● Task directions
Only the lines with "innermost" in them need to be copied from the listing.

╔══

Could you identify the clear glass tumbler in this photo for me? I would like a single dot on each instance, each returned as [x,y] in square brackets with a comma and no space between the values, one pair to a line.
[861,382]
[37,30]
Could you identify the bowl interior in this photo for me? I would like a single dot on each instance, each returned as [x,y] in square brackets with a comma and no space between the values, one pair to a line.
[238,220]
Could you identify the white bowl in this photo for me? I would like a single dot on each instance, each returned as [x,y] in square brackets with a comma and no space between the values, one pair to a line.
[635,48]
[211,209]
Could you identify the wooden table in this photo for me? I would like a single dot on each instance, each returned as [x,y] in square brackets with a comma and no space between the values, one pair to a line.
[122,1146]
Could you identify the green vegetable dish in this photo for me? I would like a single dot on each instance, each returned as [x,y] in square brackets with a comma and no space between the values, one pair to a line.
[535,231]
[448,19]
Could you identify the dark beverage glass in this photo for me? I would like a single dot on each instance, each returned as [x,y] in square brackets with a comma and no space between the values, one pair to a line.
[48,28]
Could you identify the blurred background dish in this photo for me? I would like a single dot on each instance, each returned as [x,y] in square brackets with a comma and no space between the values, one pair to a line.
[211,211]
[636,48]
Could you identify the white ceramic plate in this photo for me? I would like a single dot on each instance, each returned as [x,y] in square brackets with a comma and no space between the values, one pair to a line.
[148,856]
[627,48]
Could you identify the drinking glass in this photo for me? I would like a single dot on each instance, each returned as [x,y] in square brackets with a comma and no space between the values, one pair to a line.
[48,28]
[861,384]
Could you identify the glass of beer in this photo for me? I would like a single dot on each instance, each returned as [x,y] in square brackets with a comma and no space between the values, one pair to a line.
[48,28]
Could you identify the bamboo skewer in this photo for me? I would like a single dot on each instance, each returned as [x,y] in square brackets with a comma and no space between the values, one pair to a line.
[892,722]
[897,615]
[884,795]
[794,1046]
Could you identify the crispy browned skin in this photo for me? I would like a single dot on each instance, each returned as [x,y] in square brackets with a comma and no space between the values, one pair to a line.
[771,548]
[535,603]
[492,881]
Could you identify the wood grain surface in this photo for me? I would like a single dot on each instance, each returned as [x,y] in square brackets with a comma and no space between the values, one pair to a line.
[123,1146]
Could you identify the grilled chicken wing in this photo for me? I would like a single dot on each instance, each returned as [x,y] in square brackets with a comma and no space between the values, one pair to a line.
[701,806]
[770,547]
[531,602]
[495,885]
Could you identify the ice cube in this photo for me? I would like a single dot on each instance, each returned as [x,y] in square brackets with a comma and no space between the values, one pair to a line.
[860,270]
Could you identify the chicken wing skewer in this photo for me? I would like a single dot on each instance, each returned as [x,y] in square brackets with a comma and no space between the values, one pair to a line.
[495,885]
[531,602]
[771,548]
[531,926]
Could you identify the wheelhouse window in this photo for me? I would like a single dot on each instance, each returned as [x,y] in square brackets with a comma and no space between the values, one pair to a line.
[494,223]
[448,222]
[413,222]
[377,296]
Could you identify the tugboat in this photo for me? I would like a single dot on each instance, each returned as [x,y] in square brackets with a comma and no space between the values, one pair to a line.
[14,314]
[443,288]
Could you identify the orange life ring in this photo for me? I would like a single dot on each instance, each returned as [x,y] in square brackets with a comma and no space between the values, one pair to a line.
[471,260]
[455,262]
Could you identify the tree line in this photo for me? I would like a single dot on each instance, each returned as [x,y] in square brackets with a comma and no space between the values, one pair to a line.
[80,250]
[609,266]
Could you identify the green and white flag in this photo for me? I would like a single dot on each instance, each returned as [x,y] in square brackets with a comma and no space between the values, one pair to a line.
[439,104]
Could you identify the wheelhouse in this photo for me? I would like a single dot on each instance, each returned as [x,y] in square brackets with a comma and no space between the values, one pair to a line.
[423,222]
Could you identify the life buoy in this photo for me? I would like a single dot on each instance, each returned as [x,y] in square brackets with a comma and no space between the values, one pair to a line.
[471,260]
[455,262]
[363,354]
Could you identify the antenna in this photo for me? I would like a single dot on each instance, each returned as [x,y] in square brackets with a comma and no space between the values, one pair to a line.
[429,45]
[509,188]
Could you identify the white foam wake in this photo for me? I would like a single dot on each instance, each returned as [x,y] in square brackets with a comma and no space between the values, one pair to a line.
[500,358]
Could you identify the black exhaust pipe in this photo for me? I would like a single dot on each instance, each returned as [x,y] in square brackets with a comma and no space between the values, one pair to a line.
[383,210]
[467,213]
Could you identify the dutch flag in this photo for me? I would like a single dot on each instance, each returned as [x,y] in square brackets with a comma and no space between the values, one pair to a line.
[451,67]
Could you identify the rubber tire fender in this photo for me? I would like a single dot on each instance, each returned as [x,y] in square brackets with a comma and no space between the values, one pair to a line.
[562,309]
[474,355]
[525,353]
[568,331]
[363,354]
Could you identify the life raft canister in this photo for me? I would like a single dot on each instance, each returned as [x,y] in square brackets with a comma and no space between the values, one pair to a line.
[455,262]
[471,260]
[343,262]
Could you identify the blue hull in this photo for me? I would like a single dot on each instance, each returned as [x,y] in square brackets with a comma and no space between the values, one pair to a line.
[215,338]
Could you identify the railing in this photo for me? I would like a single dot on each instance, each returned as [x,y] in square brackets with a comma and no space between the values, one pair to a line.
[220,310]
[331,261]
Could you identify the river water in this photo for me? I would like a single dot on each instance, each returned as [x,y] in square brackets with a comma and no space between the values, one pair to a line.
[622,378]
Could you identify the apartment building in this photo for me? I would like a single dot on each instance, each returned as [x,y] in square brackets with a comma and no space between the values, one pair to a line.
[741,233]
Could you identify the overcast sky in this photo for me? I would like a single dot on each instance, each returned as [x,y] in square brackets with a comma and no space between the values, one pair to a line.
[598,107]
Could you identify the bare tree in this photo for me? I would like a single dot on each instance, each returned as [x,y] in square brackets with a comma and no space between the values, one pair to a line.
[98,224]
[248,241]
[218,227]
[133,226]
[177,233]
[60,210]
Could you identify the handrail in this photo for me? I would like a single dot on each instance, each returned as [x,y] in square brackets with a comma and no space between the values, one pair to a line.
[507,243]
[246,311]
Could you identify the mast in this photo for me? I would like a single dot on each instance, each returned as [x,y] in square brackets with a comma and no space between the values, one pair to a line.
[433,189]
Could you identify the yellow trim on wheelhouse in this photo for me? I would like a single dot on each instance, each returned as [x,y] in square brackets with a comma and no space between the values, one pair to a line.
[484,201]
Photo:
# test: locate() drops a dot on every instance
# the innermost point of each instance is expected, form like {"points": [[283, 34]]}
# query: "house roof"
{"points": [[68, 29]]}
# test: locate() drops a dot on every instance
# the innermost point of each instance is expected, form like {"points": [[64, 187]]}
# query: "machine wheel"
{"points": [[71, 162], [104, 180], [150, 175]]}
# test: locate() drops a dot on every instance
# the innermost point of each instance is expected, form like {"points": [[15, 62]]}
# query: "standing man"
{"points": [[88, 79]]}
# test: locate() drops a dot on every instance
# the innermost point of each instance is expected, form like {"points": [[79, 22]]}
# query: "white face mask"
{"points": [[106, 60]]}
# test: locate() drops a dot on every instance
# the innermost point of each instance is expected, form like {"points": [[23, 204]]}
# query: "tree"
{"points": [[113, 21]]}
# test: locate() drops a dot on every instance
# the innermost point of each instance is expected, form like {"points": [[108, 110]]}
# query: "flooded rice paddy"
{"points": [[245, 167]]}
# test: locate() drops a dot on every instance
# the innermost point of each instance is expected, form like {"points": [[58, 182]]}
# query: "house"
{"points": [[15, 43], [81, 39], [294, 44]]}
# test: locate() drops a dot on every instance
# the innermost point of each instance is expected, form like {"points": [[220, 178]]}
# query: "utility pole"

╚══

● Task result
# the innermost point of each instance is expected, form like {"points": [[283, 34]]}
# the innermost point of each instance is expected, form like {"points": [[64, 187]]}
# the innermost point of each instance is expected, form like {"points": [[15, 62]]}
# the innermost point of each instance is expected, form like {"points": [[79, 22]]}
# the innermost point of each instance is expected, form like {"points": [[23, 204]]}
# the innermost point of each instance is expected, form like {"points": [[108, 110]]}
# the innermost point of each instance is expected, form like {"points": [[58, 182]]}
# the innermost point of each instance is expected, form like {"points": [[220, 178]]}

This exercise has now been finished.